The lines to reproduce from the material below are those from the one containing "Practice. Annotate every instance of the silver" through the one containing "x=349 y=397", both included; write them out exactly and add nothing.
*** Input material ***
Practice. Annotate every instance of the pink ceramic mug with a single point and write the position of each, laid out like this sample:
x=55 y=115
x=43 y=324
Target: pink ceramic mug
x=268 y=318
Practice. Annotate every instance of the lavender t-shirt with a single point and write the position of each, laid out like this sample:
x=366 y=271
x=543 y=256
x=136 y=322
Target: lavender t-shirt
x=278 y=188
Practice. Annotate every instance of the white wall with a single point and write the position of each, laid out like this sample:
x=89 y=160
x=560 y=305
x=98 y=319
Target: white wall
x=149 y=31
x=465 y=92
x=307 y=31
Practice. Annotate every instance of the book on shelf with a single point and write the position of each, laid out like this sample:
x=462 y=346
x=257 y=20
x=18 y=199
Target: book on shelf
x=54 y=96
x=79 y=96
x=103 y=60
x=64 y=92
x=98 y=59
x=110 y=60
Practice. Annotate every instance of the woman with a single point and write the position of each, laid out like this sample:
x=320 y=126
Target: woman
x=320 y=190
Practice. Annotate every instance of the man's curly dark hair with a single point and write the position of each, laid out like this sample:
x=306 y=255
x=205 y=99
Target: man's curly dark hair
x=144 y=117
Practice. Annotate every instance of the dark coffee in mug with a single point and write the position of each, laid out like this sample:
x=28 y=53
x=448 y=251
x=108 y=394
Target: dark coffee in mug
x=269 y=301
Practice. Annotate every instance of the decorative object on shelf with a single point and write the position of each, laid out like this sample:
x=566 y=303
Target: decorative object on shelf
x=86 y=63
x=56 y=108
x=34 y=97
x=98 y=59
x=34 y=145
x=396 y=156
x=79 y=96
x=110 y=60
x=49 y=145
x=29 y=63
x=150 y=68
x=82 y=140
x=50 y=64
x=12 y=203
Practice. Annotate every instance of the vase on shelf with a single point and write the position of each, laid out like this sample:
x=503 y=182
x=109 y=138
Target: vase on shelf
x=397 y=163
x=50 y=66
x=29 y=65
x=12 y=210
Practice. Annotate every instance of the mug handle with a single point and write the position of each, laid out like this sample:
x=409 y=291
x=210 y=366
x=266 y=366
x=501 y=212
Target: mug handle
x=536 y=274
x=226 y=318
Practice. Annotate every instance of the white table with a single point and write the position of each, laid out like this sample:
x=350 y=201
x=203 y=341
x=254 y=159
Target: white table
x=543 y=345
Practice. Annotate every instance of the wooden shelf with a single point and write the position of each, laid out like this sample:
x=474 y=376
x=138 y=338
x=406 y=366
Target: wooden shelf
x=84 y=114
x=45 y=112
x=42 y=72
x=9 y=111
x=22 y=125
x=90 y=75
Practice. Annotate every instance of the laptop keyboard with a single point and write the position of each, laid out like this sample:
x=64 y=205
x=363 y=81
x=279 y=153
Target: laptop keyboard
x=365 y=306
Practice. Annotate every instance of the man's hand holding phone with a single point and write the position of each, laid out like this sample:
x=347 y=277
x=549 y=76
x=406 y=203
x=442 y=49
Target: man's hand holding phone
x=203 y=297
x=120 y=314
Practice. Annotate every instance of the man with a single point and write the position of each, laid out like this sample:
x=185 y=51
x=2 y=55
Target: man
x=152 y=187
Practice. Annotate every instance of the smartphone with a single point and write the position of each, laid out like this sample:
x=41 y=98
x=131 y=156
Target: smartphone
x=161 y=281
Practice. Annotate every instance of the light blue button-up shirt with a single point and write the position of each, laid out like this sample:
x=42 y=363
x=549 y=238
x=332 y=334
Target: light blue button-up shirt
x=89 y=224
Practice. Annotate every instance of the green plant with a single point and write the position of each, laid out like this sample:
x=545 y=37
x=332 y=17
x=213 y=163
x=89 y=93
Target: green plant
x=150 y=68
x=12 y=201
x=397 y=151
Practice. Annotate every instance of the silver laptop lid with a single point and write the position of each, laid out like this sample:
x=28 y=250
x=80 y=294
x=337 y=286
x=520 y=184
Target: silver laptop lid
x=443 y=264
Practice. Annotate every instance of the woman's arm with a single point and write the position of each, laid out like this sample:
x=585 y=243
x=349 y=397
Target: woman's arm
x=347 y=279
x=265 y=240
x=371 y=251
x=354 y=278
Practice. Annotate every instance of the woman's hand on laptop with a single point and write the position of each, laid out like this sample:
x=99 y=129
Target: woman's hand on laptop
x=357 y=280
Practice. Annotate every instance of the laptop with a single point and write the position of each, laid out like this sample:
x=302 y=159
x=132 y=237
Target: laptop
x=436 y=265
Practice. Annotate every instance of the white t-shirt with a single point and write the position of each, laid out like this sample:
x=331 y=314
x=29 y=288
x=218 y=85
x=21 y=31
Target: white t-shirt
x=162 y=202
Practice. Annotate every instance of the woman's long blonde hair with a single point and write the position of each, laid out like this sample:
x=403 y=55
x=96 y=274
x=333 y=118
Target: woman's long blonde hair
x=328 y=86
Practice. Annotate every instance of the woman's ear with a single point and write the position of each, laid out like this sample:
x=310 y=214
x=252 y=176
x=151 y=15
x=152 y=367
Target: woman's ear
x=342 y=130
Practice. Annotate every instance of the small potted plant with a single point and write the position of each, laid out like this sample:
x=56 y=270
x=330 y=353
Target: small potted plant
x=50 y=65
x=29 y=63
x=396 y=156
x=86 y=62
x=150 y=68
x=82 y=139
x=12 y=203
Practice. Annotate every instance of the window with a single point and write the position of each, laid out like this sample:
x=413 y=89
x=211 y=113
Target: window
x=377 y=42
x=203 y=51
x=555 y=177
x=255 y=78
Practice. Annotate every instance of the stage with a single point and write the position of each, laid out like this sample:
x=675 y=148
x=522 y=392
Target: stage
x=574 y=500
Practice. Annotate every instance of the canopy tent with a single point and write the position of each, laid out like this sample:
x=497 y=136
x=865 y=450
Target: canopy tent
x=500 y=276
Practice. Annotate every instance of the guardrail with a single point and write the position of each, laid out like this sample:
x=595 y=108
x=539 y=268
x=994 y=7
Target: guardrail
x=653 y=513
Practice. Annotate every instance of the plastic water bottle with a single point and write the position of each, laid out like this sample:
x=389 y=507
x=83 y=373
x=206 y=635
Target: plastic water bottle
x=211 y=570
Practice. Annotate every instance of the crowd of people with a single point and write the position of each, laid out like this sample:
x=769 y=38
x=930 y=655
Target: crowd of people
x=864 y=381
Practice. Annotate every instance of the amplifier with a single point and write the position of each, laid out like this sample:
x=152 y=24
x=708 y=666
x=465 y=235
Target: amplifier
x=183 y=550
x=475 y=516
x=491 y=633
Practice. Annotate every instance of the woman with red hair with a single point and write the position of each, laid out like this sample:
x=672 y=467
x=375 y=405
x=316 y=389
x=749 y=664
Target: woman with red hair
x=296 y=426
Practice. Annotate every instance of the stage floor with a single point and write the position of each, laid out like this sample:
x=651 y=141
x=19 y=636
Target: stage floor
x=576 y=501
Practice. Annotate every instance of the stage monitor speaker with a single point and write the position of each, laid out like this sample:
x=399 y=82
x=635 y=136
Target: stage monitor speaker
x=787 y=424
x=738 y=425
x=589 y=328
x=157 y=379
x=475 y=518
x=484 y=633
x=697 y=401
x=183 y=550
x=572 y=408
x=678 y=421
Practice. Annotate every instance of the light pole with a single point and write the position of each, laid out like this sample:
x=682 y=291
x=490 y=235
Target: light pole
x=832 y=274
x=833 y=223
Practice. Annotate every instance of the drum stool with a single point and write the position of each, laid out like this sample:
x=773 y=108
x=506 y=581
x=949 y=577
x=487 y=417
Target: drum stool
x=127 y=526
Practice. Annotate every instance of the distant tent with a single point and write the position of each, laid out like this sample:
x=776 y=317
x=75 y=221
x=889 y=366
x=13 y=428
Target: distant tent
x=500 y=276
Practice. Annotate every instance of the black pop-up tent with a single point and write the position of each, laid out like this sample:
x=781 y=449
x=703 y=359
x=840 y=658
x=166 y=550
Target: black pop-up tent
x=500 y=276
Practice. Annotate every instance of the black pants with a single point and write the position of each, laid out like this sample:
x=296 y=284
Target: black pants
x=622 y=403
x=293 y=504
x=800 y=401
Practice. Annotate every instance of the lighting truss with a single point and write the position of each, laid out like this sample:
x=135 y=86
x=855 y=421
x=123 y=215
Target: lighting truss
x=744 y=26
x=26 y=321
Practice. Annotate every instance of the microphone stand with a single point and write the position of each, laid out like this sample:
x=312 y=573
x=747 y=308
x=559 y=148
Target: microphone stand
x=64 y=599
*** End of Input material ***
# [Exercise answer]
Practice. Annotate every instance of the silver laptop lid with a single point and write the position of each, laid out like this sample:
x=28 y=250
x=80 y=294
x=337 y=286
x=520 y=184
Target: silver laptop lid
x=443 y=264
Practice. Annotate every instance of the woman's arm with a single point and write the position of each, laid out like this sample:
x=585 y=243
x=349 y=397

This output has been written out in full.